◆ What is needed: Reproduce word for word the portion of the text on paid sick days and abortion access starting at "Because a woman’s" and ending at "women and families.".

◆ Provided text:
__________________________________________________

A woman’s ability to choose when and whether to parent is closely linked to her ability to create the future she wants for herself and her family. A woman who wants an abortion but is unable to obtain one is more likely to fall into poverty than a woman who is able to obtain care. Similarly, a woman who is denied abortion care is less likely to be working full time in the four years following her denial than a woman who was able to obtain the care she needed. In contrast, a 2015 study found that women able to obtain abortion care were more likely to have and achieve an aspirational plan, such as finishing school or getting a better job.

Overall, the lack of paid sick days creates or exacerbates a difficult situation for women who are seeking abortion care. Lack of paid sick days can financially destabilize women’s lives and the lives of their families for years to come.


Because a woman’s health and livelihood are inextricably linked, fair workplace policies and policies that support reproductive justice must go hand in hand. Yet, at present, no federal law guarantees paid sick days, and only 10 states, the District of Columbia and 21 other jurisdictions currently or soon will guarantee workers access to paid sick time. That means that for many women, access to abortion care is threatened not only by anti-abortion laws but also by the lack of strong worker protections.

Policymakers must do more to support women and families.

At the federal level, we urge swift adoption of:

  • The Healthy Families Act, which would establish a national paid sick and safe days standard and allow workers to earn up to seven paid, job-protected sick days each year;
  • The Equal Access to Abortion Coverage in Health Insurance (EACH Woman) Act, which would restore abortion coverage to women who receive health care or insurance through the federal government; and
  • The Woman’s Health Protection Act, which would prohibit states from imposing burdensome and medically unnecessary restrictions on abortion providers.

__________________________________________________

◆ Recorded data:

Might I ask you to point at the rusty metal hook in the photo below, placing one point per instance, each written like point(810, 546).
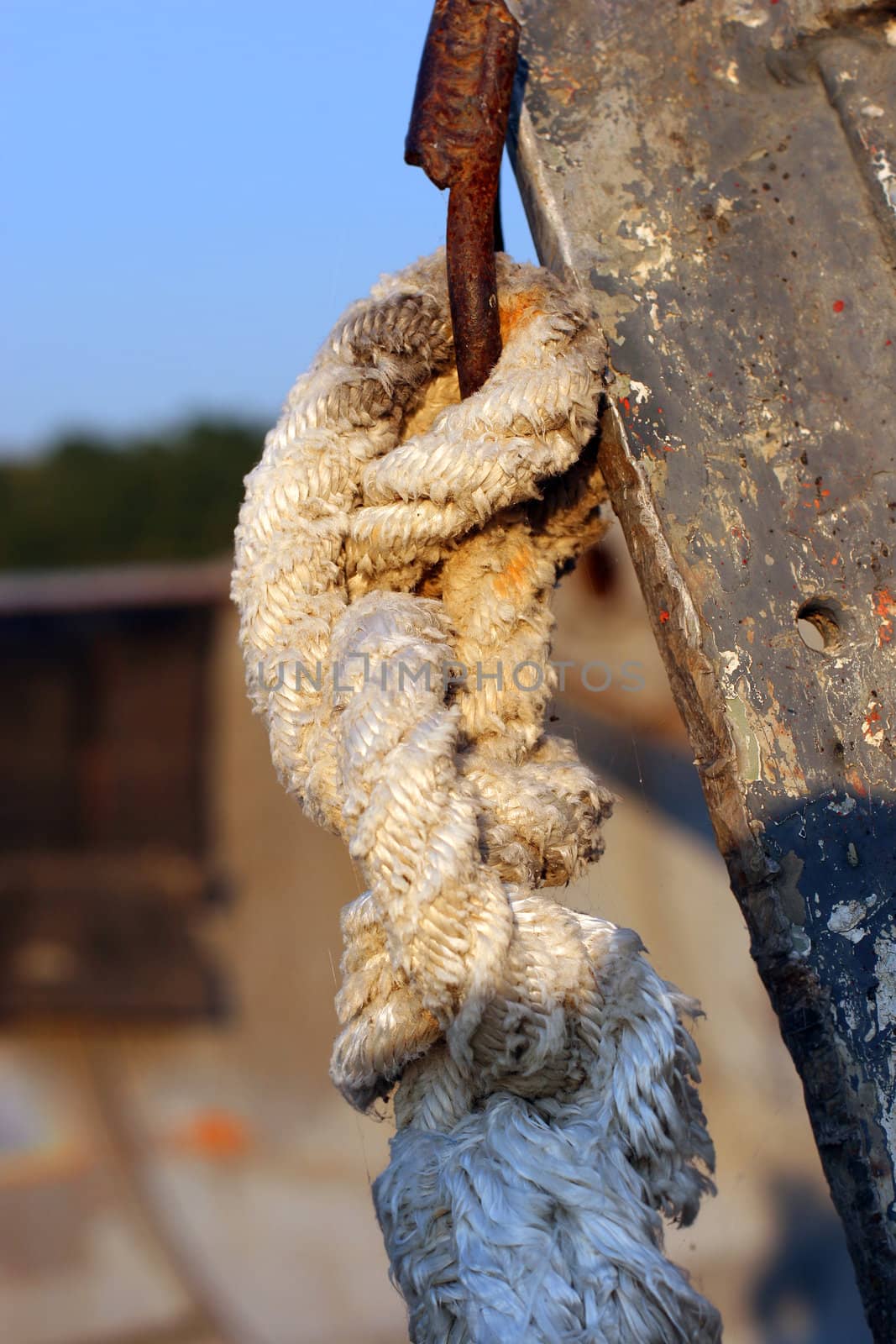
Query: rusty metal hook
point(457, 131)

__________________________________________________

◆ Output for this exercise:
Because a woman’s health and livelihood are inextricably linked, fair workplace policies and policies that support reproductive justice must go hand in hand. Yet, at present, no federal law guarantees paid sick days, and only 10 states, the District of Columbia and 21 other jurisdictions currently or soon will guarantee workers access to paid sick time. That means that for many women, access to abortion care is threatened not only by anti-abortion laws but also by the lack of strong worker protections.

Policymakers must do more to support women and families.